EXTRACT PROVIDED:
/---
Which were varied: a poor man who announced at Tower Hill that he had 20 minutes to reach Heathrow and a flight to Texas; a quarrelsome girl obsessed with Virginia Woolf’s medical history; the American quartet who thought they were in Paris. (The Tube mistaken for the Chunnel). Plus there were problems with “comfort stops”: mine, not the passengers’. You couldn’t go at will and of course as soon as you start thinking about that sort of thing, your need becomes very urgent. Fortunately I had been urged by grandparents from the age of 3 to “think of other things” when out for walks; and I’d read somewhere that Unity Mitford had trained herself not to go for 12 hours to prepare herself for sitting through Hitler’s interminable speeches. So I had to rely on Mental Attitude and it never (quite) let me down. I was very interested to read Karren Brady’s germane comments in a recent Telegraph interview about drinking less at work so as to avoid going and so save working time: ” ..it was a long walk to the Ladies.”
\---
ABOUT THIS TASK:
According to the passage, for how many hours had Unity Mitford trained herself not to go? The stored data that comes next is separate material, unrelated to the passage.

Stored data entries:
/---
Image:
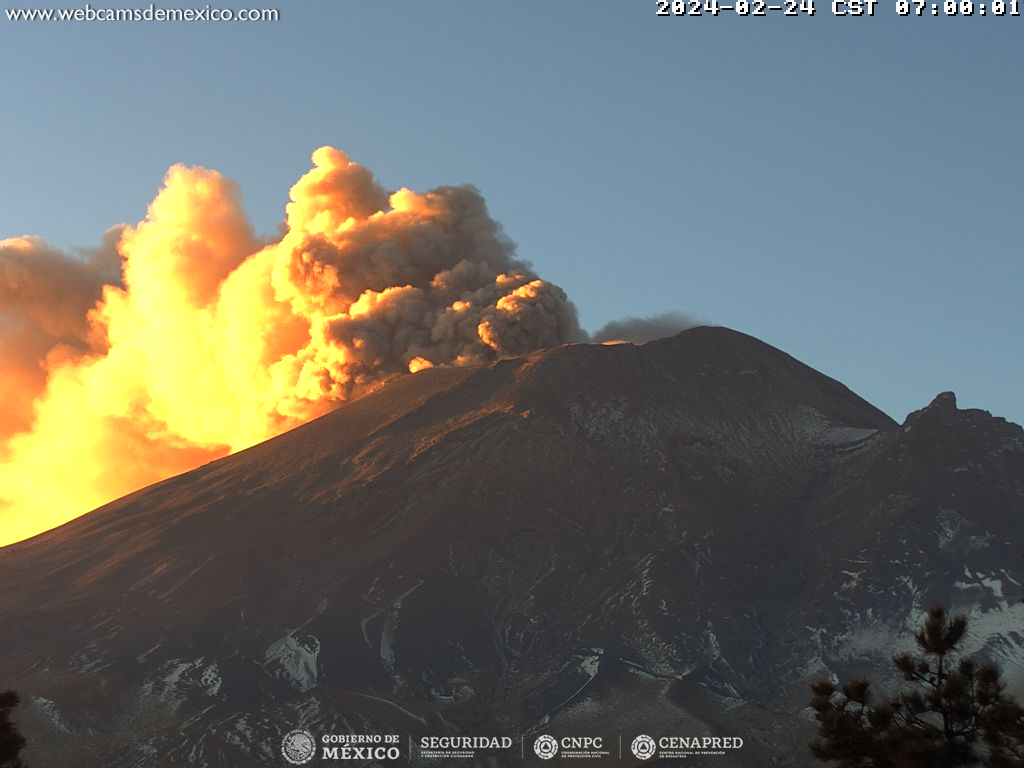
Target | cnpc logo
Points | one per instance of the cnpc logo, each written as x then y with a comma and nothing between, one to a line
548,747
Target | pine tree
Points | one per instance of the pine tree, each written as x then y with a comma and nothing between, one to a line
11,741
955,713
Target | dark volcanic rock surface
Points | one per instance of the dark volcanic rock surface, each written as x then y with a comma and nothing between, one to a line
671,539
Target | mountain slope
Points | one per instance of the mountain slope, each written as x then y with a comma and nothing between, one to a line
674,537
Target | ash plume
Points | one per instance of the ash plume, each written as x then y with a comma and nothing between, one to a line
185,337
642,330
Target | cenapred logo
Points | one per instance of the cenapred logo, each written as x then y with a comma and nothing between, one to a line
298,747
546,747
643,747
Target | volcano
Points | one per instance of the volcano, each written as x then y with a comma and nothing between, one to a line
607,541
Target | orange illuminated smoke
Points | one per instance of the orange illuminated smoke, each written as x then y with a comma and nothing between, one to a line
211,340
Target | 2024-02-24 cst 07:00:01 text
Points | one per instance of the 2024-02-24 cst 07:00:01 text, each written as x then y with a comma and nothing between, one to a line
838,7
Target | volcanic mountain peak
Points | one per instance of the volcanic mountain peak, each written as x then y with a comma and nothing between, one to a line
677,536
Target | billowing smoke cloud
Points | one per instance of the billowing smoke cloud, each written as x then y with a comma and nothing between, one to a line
193,338
642,330
45,297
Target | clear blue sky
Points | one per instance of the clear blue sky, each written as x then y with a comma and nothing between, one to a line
848,189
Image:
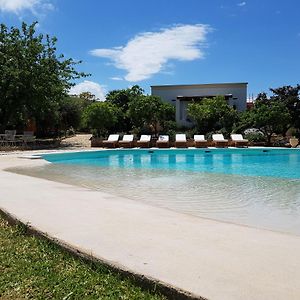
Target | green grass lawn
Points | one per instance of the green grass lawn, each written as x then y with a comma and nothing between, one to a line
34,268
\---
ANSWER BOX:
12 hours.